_Requirement_
From the line that has "Where can you see the black" down to the final line of the listing below, transcribe every line exactly, and only those.

_Data entries_

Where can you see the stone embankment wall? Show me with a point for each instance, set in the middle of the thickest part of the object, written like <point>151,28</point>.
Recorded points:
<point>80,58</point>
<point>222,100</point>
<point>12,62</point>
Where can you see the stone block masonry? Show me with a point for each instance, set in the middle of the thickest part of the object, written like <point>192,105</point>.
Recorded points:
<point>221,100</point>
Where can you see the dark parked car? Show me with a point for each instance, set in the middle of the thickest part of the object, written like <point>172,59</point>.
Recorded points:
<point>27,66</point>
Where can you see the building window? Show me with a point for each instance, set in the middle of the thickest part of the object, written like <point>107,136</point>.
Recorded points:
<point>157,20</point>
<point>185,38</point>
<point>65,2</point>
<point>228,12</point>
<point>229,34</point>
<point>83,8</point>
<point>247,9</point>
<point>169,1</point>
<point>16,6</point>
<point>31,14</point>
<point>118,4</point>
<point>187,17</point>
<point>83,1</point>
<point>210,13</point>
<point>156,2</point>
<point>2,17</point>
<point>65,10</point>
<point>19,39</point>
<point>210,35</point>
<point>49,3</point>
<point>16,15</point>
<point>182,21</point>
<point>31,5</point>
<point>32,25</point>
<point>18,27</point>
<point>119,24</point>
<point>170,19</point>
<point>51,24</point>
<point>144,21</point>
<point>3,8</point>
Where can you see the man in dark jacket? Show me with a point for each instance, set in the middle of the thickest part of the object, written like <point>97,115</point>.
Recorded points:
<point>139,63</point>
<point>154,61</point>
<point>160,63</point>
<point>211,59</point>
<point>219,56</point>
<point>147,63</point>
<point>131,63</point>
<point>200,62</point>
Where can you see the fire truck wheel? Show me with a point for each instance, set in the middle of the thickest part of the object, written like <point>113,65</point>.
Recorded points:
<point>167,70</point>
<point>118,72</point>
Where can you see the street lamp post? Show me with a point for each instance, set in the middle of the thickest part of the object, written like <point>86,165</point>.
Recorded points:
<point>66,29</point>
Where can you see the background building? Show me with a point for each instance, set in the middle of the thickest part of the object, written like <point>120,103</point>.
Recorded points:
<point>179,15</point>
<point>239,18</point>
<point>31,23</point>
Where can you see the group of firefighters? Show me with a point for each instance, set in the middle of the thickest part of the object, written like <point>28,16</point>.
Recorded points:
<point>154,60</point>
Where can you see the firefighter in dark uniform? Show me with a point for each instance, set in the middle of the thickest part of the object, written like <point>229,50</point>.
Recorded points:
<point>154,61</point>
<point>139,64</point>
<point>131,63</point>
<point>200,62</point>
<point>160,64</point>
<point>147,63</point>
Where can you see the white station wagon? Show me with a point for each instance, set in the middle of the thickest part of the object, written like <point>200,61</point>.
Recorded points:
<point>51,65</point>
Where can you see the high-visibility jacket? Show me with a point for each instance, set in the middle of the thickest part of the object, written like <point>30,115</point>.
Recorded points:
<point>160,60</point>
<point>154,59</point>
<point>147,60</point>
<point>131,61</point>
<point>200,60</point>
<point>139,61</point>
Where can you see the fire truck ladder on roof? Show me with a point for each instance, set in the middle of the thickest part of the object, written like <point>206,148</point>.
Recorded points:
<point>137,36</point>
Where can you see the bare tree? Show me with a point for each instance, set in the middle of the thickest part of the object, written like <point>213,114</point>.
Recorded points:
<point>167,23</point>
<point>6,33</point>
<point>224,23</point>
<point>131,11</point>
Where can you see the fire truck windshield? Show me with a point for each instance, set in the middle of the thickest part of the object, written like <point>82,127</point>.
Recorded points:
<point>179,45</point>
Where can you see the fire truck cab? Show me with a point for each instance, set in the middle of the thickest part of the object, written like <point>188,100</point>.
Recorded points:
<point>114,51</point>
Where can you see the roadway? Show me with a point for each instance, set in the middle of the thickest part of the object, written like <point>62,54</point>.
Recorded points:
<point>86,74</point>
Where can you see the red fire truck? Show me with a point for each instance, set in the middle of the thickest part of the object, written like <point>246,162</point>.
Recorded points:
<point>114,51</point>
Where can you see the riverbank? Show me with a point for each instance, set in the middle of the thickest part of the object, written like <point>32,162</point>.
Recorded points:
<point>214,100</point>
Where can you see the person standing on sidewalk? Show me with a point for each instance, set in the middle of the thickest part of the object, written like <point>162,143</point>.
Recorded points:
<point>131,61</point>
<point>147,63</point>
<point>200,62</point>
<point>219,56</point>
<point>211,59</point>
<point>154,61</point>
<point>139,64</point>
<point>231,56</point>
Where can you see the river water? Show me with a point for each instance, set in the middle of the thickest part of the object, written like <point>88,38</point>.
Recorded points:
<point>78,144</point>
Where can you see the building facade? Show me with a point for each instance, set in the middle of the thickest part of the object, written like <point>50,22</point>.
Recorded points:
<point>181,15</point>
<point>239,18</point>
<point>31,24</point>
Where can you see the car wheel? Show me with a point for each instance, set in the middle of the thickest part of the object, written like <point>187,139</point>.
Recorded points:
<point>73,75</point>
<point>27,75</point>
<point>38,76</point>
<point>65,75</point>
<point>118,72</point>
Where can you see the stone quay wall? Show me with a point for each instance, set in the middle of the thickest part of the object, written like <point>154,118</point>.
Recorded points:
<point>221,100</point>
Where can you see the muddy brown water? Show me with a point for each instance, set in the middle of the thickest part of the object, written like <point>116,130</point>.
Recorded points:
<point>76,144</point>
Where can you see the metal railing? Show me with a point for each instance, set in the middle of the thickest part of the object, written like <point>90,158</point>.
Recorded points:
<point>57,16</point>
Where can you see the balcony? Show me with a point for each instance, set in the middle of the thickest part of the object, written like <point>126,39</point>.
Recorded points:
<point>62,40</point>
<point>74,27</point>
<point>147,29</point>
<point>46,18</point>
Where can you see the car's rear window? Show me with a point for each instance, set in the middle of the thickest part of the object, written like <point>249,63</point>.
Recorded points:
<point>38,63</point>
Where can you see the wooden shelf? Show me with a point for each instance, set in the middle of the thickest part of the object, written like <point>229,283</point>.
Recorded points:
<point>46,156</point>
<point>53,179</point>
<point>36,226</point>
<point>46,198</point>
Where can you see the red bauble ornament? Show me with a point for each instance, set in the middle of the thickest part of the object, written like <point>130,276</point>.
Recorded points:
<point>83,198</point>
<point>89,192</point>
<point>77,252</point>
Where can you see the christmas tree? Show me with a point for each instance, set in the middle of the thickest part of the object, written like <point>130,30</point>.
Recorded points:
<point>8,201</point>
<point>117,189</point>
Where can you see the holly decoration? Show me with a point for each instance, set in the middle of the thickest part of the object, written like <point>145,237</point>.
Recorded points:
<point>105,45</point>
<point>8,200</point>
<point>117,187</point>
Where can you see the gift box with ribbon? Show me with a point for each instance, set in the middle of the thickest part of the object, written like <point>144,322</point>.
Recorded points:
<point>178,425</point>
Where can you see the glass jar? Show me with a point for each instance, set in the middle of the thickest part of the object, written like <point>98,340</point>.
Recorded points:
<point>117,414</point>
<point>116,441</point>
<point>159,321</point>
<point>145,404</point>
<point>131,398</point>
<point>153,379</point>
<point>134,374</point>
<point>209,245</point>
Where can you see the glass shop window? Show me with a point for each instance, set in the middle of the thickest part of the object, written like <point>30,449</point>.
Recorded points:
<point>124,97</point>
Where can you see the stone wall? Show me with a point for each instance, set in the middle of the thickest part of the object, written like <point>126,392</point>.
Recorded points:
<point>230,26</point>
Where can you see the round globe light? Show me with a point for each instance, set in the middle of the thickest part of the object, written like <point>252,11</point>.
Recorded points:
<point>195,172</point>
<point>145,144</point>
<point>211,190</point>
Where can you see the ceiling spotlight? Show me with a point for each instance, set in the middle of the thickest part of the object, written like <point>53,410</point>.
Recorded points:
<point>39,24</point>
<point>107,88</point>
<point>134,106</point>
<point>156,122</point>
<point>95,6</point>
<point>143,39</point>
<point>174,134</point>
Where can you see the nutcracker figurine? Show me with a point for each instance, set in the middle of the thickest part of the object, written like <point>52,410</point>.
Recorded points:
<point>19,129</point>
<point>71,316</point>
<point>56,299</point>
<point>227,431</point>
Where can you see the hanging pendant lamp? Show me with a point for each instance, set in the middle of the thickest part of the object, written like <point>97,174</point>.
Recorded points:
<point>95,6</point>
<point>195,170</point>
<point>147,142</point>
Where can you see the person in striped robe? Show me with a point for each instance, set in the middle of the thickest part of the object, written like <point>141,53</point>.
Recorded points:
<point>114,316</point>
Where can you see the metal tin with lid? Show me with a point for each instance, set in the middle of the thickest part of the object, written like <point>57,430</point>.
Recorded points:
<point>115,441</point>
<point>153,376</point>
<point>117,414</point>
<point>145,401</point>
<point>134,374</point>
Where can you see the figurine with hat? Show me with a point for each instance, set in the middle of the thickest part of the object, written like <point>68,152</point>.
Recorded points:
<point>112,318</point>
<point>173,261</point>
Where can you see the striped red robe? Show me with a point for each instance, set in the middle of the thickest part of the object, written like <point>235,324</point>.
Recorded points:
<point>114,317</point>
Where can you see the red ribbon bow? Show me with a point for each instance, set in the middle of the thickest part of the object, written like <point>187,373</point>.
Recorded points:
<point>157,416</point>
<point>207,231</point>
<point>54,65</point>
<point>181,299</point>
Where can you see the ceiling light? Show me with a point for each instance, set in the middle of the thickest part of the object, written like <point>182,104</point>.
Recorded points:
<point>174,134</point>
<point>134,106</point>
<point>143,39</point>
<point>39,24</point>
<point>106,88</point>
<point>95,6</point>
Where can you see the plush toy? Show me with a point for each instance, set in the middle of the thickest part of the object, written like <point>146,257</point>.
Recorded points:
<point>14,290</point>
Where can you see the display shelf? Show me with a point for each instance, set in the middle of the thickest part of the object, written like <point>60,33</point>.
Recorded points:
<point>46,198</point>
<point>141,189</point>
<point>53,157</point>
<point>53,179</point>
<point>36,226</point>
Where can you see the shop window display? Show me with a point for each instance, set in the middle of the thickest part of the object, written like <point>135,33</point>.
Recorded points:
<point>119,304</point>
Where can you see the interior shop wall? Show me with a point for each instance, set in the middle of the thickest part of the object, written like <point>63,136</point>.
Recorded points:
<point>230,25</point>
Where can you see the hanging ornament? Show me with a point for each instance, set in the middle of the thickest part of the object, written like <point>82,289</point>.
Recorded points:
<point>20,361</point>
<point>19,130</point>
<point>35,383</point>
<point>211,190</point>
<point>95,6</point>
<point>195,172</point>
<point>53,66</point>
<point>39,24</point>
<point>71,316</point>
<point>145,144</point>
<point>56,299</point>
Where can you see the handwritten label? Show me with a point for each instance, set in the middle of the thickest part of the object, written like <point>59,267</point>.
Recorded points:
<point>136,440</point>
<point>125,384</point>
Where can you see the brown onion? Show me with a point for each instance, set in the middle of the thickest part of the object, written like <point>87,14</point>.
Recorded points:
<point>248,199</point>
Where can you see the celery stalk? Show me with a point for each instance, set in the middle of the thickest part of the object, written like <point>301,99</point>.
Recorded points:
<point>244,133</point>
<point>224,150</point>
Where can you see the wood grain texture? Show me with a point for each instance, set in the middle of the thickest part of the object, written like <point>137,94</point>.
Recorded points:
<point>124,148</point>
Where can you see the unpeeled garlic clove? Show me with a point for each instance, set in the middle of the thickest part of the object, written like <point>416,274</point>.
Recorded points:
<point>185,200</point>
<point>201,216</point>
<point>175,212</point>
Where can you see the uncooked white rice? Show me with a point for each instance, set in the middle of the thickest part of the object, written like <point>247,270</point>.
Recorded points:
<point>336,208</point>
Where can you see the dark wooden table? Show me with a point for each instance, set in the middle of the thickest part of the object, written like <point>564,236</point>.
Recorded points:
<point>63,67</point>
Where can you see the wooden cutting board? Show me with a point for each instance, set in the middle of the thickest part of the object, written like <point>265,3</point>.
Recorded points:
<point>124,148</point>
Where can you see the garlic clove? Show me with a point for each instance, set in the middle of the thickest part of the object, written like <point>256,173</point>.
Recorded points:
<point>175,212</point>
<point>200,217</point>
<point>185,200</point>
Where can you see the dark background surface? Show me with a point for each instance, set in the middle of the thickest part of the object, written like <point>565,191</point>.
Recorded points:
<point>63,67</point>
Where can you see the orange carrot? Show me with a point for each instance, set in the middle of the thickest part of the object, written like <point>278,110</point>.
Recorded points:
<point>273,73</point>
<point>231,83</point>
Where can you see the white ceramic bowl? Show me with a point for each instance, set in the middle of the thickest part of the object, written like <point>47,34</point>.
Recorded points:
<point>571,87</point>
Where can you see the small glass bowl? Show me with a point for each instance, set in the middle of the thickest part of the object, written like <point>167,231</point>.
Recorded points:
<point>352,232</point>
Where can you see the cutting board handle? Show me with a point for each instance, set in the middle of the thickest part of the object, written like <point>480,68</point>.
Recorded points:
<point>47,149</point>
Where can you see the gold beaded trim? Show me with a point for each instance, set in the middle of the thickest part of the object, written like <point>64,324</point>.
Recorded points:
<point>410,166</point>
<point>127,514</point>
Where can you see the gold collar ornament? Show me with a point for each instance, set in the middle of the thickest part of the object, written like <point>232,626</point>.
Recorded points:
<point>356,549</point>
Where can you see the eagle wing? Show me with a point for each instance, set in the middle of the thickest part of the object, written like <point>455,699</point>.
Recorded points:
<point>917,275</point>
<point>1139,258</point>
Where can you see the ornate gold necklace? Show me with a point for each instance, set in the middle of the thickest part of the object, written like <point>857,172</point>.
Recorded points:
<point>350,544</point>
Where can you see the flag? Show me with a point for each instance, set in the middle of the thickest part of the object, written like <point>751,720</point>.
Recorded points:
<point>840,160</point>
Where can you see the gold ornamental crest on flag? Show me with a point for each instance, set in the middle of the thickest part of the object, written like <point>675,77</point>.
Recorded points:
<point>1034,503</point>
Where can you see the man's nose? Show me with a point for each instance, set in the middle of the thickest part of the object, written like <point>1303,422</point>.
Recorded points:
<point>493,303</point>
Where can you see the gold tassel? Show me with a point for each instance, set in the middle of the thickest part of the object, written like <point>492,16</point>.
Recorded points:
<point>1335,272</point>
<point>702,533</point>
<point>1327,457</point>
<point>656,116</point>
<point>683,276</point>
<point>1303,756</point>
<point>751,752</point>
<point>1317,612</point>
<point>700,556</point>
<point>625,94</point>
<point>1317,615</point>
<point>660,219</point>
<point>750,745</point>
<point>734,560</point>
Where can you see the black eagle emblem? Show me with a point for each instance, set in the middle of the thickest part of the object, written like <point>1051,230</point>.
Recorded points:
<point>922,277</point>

_Full response_
Where can you see the black eagle emblem? Show me with a point for each instance, set in the middle of the thickest part of the object, written like <point>1051,230</point>.
Recorded points:
<point>922,277</point>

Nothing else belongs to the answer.